Instructions to follow =
Exact copies of all the entries are required, and no pictures should appear in them.

■ ■ ■

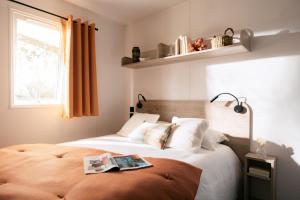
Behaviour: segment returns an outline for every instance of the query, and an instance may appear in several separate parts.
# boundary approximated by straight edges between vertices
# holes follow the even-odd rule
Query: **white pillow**
[[[135,113],[121,128],[118,135],[127,137],[136,127],[144,122],[155,123],[159,119],[157,114]]]
[[[172,125],[171,123],[157,123],[156,126],[146,131],[144,142],[153,147],[164,149],[170,136]]]
[[[229,139],[224,135],[224,133],[209,128],[206,130],[204,134],[204,138],[201,146],[204,149],[214,151],[216,145],[224,141],[229,141]]]
[[[173,117],[171,135],[167,142],[167,147],[193,150],[201,147],[204,133],[208,127],[208,122],[200,118],[179,118]]]
[[[138,127],[136,127],[127,137],[129,137],[134,142],[144,142],[144,136],[148,129],[155,126],[155,123],[144,122]]]
[[[164,149],[172,125],[171,123],[144,122],[135,128],[128,137],[134,142],[144,142],[159,149]]]

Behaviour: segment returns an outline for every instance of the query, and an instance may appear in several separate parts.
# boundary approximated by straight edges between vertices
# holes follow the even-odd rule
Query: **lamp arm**
[[[143,96],[142,94],[138,94],[138,101],[140,102],[140,96]]]
[[[236,96],[234,96],[233,94],[229,93],[229,92],[223,92],[223,93],[218,94],[215,98],[213,98],[213,101],[216,100],[219,96],[221,96],[223,94],[227,94],[227,95],[232,96],[233,98],[235,98],[237,104],[240,105],[240,101],[238,100],[238,98]]]
[[[227,95],[230,95],[233,98],[235,98],[235,100],[237,102],[237,105],[234,107],[234,111],[235,112],[237,112],[237,113],[242,113],[243,112],[244,107],[242,106],[242,102],[240,103],[240,101],[238,100],[238,98],[236,96],[234,96],[233,94],[229,93],[229,92],[223,92],[223,93],[218,94],[217,96],[215,96],[214,98],[212,98],[210,100],[210,103],[214,102],[219,96],[221,96],[223,94],[227,94]]]
[[[140,97],[142,97],[142,99],[143,99],[145,102],[147,101],[146,98],[145,98],[142,94],[138,94],[138,103],[136,104],[136,106],[137,106],[138,108],[142,108],[142,107],[143,107],[143,104],[142,104],[142,101],[141,101]]]
[[[138,101],[141,101],[140,97],[146,102],[146,98],[142,94],[138,94]]]
[[[141,94],[138,94],[138,96],[137,96],[137,97],[138,97],[138,101],[141,101],[141,100],[140,100],[140,95],[141,95]]]

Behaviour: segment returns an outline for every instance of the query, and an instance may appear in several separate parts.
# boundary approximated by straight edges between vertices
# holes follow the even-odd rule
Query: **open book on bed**
[[[132,170],[152,166],[151,163],[138,155],[112,156],[110,153],[86,156],[83,159],[83,163],[85,174],[95,174],[111,170]]]

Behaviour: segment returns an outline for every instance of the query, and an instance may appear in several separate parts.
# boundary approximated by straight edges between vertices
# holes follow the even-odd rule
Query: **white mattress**
[[[203,170],[196,200],[233,200],[237,197],[241,175],[240,162],[235,153],[222,144],[217,145],[215,151],[160,150],[147,144],[134,143],[126,137],[114,134],[71,141],[61,145],[183,161]]]

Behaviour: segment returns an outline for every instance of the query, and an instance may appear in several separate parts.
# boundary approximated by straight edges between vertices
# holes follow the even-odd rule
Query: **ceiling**
[[[130,24],[185,0],[65,0],[114,21]]]

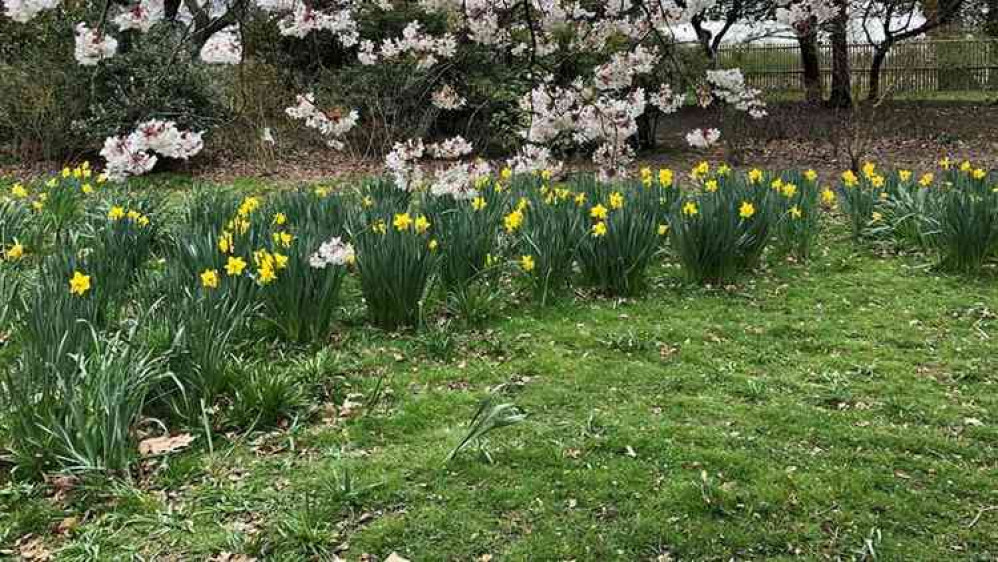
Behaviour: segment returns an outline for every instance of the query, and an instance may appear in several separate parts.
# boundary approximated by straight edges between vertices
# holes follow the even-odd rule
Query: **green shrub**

■ ■ ■

Response area =
Behaviour: segment returns an outline for every instance of the query, and an instance may appear in several separate parts.
# boundary approximated by straight edges between vertices
# holes follow the even-odd rule
Query: **white pillow**
[[[135,113],[121,128],[118,135],[127,137],[136,127],[144,122],[155,123],[159,119],[157,114]]]
[[[172,125],[171,123],[157,123],[156,126],[146,131],[144,142],[153,147],[164,149],[170,136]]]
[[[229,139],[224,135],[224,133],[209,128],[206,130],[204,134],[204,138],[201,146],[204,149],[214,151],[216,145],[224,141],[229,141]]]
[[[173,117],[171,135],[167,142],[167,147],[193,150],[201,147],[204,133],[208,127],[208,122],[200,118],[179,118]]]
[[[138,127],[136,127],[127,137],[129,137],[134,142],[144,142],[144,136],[148,129],[155,126],[155,123],[144,122]]]
[[[164,149],[172,125],[171,123],[144,122],[135,128],[128,137],[134,142],[144,142],[159,149]]]

Behaviour: segment returns an outline for every instance of the query, and an instance may appear in several separate parts.
# boundary approximated by straight edges between vertices
# holes follow the even-odd rule
Query: **lamp arm**
[[[143,96],[142,94],[138,94],[138,101],[140,102],[140,96]]]
[[[236,96],[234,96],[233,94],[229,93],[229,92],[223,92],[223,93],[218,94],[215,98],[213,98],[213,101],[216,100],[219,96],[221,96],[223,94],[227,94],[227,95],[232,96],[233,98],[235,98],[237,104],[240,105],[240,101],[238,100],[238,98]]]
[[[227,95],[230,95],[233,98],[235,98],[235,100],[237,102],[237,105],[234,107],[234,111],[235,112],[237,112],[237,113],[242,113],[243,112],[244,107],[242,106],[242,102],[240,103],[240,101],[238,100],[238,98],[236,96],[234,96],[233,94],[229,93],[229,92],[223,92],[223,93],[218,94],[217,96],[215,96],[214,98],[212,98],[210,100],[210,103],[214,102],[219,96],[221,96],[223,94],[227,94]]]
[[[140,97],[142,97],[142,99],[143,99],[145,102],[147,101],[146,98],[145,98],[142,94],[138,94],[138,103],[136,104],[136,106],[137,106],[138,108],[142,108],[142,107],[143,107],[143,104],[142,104],[142,101],[141,101]]]
[[[138,101],[141,101],[140,97],[146,102],[146,98],[142,94],[138,94]]]
[[[141,94],[138,94],[138,96],[137,96],[137,97],[138,97],[138,101],[141,101],[141,100],[140,100],[140,95],[141,95]]]

Behaviour: segment returns an outline for every instance of the query, and an instance may appear in several separate parts.
# boundary approximated by straight edges between vertices
# holes follow the even-odd rule
Query: **open book on bed**
[[[132,170],[152,166],[151,163],[138,155],[112,156],[110,153],[86,156],[83,159],[83,163],[85,174],[95,174],[111,170]]]

Behaviour: segment returns an outline for every instance of the query, and an instance may appear in several separate parts.
# boundary approximated by straight edges between vertices
# holes follow the even-odd rule
Query: **white mattress**
[[[203,170],[196,200],[233,200],[237,197],[241,175],[240,162],[235,153],[222,144],[217,145],[215,151],[160,150],[147,144],[134,143],[126,137],[114,134],[71,141],[61,145],[183,161]]]

Behaviour: segment returns an outline for every instance of the query, and an instance may appear in several separate parts.
# boundary approximated by straight edges between vertices
# holes follow the even-odd rule
Query: **ceiling**
[[[130,24],[185,0],[65,0],[114,21]]]

Behaviour: segment returns an outline for every instance of the query, and an instance may appear in several separate parts.
# boundary approximated by straight edges between vertices
# holes follow the even-odd rule
Query: **green shrub**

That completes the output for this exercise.